Record set

»»

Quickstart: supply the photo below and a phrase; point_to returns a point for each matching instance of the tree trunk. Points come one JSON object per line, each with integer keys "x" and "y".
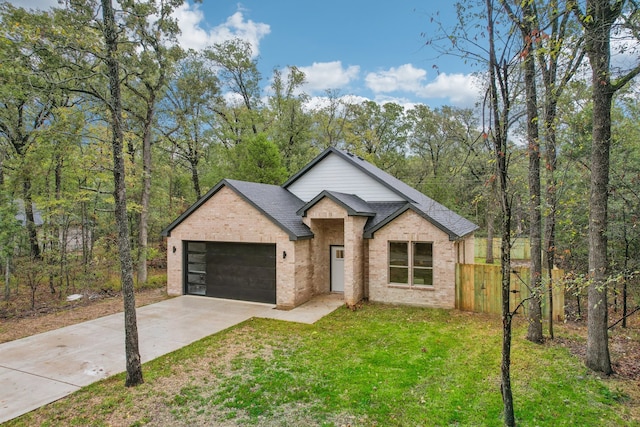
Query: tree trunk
{"x": 490, "y": 219}
{"x": 551, "y": 199}
{"x": 143, "y": 232}
{"x": 133, "y": 363}
{"x": 534, "y": 331}
{"x": 195, "y": 178}
{"x": 34, "y": 247}
{"x": 598, "y": 51}
{"x": 7, "y": 278}
{"x": 498, "y": 74}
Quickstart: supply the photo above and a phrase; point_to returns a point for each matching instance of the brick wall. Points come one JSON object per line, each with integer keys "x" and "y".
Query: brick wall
{"x": 412, "y": 227}
{"x": 226, "y": 217}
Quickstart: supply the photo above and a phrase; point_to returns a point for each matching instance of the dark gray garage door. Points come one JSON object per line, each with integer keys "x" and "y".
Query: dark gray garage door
{"x": 242, "y": 271}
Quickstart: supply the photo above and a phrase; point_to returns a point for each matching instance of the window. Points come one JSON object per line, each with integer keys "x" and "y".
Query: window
{"x": 411, "y": 263}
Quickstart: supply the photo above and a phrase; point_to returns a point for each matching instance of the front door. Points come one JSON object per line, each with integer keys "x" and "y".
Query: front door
{"x": 337, "y": 268}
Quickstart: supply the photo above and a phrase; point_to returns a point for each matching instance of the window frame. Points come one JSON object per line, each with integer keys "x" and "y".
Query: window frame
{"x": 411, "y": 265}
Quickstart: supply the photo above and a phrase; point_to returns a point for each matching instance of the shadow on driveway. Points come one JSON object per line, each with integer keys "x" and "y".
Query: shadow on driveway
{"x": 43, "y": 368}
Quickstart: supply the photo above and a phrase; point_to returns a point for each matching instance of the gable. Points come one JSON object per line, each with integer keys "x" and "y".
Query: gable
{"x": 274, "y": 202}
{"x": 226, "y": 216}
{"x": 334, "y": 173}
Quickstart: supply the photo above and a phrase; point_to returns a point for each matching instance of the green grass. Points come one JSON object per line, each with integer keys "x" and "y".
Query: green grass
{"x": 380, "y": 365}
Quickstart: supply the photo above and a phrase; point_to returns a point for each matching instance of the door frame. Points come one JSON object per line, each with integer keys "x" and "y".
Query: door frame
{"x": 331, "y": 287}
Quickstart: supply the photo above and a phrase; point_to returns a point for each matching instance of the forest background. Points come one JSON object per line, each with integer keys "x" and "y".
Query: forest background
{"x": 192, "y": 118}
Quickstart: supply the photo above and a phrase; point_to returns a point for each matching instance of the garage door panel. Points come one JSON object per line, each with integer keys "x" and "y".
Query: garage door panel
{"x": 240, "y": 271}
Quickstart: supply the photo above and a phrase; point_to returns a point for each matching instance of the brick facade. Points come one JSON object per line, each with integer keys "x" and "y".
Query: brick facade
{"x": 305, "y": 270}
{"x": 226, "y": 217}
{"x": 411, "y": 227}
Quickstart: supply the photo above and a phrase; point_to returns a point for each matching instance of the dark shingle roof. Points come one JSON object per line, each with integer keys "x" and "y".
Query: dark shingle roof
{"x": 286, "y": 210}
{"x": 353, "y": 204}
{"x": 276, "y": 203}
{"x": 445, "y": 219}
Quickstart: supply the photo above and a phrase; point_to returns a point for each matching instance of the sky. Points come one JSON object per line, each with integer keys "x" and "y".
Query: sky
{"x": 373, "y": 50}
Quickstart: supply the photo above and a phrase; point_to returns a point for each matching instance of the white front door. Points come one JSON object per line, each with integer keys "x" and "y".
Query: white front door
{"x": 337, "y": 268}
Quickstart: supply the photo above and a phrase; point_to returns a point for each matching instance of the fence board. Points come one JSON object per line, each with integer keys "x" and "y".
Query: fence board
{"x": 479, "y": 289}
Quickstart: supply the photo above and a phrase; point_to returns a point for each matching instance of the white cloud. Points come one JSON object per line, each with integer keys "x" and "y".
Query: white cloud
{"x": 405, "y": 78}
{"x": 196, "y": 36}
{"x": 328, "y": 75}
{"x": 35, "y": 4}
{"x": 460, "y": 89}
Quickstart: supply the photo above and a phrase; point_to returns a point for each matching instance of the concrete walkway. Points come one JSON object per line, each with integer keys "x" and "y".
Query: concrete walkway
{"x": 43, "y": 368}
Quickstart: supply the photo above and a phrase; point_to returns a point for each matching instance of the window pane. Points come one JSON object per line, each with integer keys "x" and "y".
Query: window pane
{"x": 399, "y": 275}
{"x": 197, "y": 258}
{"x": 423, "y": 255}
{"x": 197, "y": 290}
{"x": 196, "y": 279}
{"x": 398, "y": 253}
{"x": 422, "y": 277}
{"x": 197, "y": 247}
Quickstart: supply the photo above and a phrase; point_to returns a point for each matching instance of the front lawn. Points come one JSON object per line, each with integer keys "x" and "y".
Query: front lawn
{"x": 380, "y": 365}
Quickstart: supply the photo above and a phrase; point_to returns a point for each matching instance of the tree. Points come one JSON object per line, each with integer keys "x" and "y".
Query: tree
{"x": 598, "y": 20}
{"x": 528, "y": 25}
{"x": 378, "y": 134}
{"x": 290, "y": 125}
{"x": 445, "y": 141}
{"x": 557, "y": 71}
{"x": 499, "y": 98}
{"x": 258, "y": 160}
{"x": 238, "y": 72}
{"x": 133, "y": 362}
{"x": 330, "y": 121}
{"x": 27, "y": 101}
{"x": 147, "y": 78}
{"x": 187, "y": 114}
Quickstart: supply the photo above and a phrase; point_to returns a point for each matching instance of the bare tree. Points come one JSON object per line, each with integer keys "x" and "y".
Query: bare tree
{"x": 598, "y": 21}
{"x": 134, "y": 365}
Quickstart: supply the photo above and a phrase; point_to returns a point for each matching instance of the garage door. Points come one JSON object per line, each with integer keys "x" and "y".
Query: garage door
{"x": 242, "y": 271}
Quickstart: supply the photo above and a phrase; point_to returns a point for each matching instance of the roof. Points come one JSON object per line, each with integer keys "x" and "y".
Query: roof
{"x": 273, "y": 201}
{"x": 445, "y": 219}
{"x": 286, "y": 210}
{"x": 353, "y": 204}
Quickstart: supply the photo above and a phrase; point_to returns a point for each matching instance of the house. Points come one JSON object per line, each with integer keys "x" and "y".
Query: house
{"x": 339, "y": 225}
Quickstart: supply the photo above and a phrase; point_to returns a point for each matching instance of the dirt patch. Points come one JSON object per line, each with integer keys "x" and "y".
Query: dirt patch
{"x": 91, "y": 306}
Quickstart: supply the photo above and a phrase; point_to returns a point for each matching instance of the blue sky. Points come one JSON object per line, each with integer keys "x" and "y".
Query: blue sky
{"x": 373, "y": 50}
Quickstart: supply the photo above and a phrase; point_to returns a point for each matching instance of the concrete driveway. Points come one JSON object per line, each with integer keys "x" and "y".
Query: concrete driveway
{"x": 43, "y": 368}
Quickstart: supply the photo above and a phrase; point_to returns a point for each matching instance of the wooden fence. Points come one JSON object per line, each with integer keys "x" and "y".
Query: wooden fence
{"x": 479, "y": 289}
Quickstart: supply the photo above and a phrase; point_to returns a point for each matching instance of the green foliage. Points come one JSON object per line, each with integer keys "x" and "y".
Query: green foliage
{"x": 258, "y": 160}
{"x": 380, "y": 365}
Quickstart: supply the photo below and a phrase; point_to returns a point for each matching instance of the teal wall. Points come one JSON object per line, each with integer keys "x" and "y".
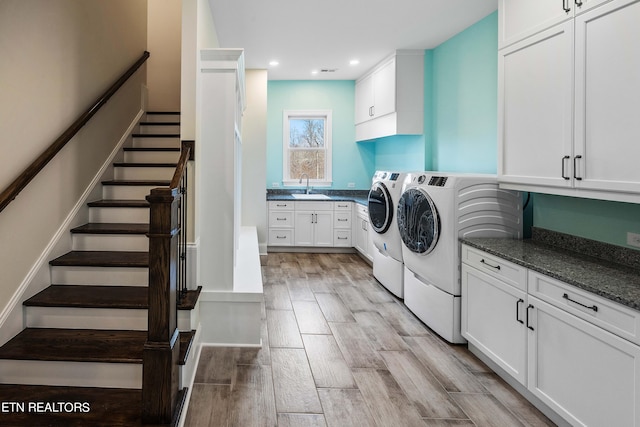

««

Exercise brief
Copy out every line of the data in which the word "below" is found.

Solution to this problem
Quickstart: supply the photo below and a phrase; point_to returns a point for each matching instance of the tree trunk. Points come one JSON object per line, each with integer keys "x" and "y".
Quickstart: supply the photo below and a phrase; point_to returns a point for each matching instance of the teal wall. Points come one JSON object per line, each with integer keys "x" and "y".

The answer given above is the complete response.